Begin

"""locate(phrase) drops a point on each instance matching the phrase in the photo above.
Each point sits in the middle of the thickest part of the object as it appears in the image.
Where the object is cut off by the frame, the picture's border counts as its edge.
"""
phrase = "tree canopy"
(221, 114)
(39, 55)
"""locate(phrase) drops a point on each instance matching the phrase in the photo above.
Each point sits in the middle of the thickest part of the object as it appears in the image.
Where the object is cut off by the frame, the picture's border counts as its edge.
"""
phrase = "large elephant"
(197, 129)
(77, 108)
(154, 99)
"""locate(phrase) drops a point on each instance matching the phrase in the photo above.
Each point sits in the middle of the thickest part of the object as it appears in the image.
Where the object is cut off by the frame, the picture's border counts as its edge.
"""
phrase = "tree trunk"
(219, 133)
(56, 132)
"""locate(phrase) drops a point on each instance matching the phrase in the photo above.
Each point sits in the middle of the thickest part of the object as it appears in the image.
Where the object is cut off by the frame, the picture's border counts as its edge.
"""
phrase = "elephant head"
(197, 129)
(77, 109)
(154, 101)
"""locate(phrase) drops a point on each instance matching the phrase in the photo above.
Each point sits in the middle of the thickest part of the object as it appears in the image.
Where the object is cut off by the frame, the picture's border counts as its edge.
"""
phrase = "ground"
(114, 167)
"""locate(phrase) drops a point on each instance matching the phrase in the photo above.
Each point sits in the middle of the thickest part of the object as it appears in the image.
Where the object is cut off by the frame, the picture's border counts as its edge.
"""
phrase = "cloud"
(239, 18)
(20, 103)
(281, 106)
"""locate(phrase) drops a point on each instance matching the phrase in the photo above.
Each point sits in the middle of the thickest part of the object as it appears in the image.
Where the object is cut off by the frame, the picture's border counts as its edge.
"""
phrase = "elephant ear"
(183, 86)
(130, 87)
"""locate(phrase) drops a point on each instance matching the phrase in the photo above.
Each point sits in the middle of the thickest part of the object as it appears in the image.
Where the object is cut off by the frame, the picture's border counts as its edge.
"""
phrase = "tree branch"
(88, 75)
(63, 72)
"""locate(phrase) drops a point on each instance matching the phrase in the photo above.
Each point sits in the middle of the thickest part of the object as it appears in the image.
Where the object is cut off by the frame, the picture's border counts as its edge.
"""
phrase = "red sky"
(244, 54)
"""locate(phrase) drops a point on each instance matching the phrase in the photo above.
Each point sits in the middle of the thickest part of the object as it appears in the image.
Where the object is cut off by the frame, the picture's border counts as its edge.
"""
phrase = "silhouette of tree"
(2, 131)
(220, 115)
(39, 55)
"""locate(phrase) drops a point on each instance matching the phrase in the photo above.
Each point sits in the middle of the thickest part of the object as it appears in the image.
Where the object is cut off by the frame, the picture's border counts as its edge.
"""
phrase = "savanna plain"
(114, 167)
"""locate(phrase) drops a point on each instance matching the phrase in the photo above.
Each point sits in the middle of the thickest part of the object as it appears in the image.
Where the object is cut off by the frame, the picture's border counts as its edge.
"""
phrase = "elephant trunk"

End

Goal of the exercise —
Output the listing above word for word.

Complete response —
"""locate(phrase) drops a point on each instance matching the phrase in the photo above.
Each point sits in the middle of the thickest part of the object as it appears in the image.
Where the object is cut off by the frame, the picture's border counts as its edge.
"""
phrase = "tree canopy"
(221, 114)
(39, 55)
"""locate(phrase) drops a point on each instance matching the phrase in the photo above.
Each point sits in the middle of the thickest part of the object as it appears in the image.
Where the object is cut off by the frame, the picture's border counts as its edge.
"""
phrase = "large elephant"
(197, 129)
(77, 108)
(154, 99)
"""locate(phrase) drops a point on each instance matching the phrase in the photo above.
Each point sits in the middle of the thickest part of the object as it appears in the image.
Where the object is cut off by the frame, the picture's border counts as its edge.
"""
phrase = "tree trunk"
(219, 133)
(56, 132)
"""locate(phrase) drops a point on each instance matching the phrase in the photo above.
Each point sits in the middle of the thickest part of the object as it appears in the image.
Where the object is cut off by the frame, the picture's border counts as its edge.
"""
phrase = "elephant head"
(197, 129)
(77, 109)
(154, 101)
"""locate(phrase) drops a point on each instance matching the phrase in the photo above.
Each point sits in the middle of the thickest part of the object as it appears in the image.
Where the object is cut off by the frame, the picture's border counts as its edge.
"""
phrase = "ground"
(114, 167)
"""locate(phrase) drops a point on each instance matching the phrase in the photo above.
Each point sits in the middle of the thickest part of the object as it appears in the image.
Where the object is cut off by the frame, the picture's border counts as its edge.
"""
phrase = "cloud"
(239, 18)
(20, 103)
(281, 106)
"""locate(phrase) drops a point on each instance matching the phrase in the photo above.
Each point sits in the middle of the thickest part of the object as it appears in the image.
Where the object is cut off by the frame, the picture's border counts as its edge.
"""
phrase = "elephant ear"
(183, 86)
(130, 87)
"""locate(phrase) drops a point on each instance matching the phrase in the photo above.
Each point sits in the middle of the thickest part of the object as it appears in the image.
Where the object is cut off by the frame, the picture's border counts as its edge.
"""
phrase = "tree branch"
(88, 75)
(63, 72)
"""locate(phrase) drops a point on each instance matching the phrase in the photo above.
Each point sits in the middle of the thickest part of the object as it appears in the image.
Where the object is cut off by the frame, the picture's border counts as its edge.
"""
phrase = "red sky"
(244, 54)
"""locate(phrase) drops a point on each instance matching the phrase in the photo above.
Each point sits in the middle of the thickest part of the object as it appears in the image.
Where the object is cut off by the frame, the picture's border counts as its edge.
"""
phrase = "silhouette of tree"
(2, 131)
(220, 115)
(39, 55)
"""locate(phrase) drops a point on each instance matching the phrase in the photo above.
Each point sits in the middle of the thickest part of the object as it appears in the image.
Where the object is cut off by the frame, the picture's border counts as its edge.
"""
phrase = "savanna plain"
(114, 167)
"""locate(phrase) drops a point on each instance matching the phrase in the photo above.
Each point sits in the middle of the thickest part of the object as it appears in the image.
Where the object is cut off by the frame, the picture's border counts as its edge.
"""
phrase = "elephant trunk"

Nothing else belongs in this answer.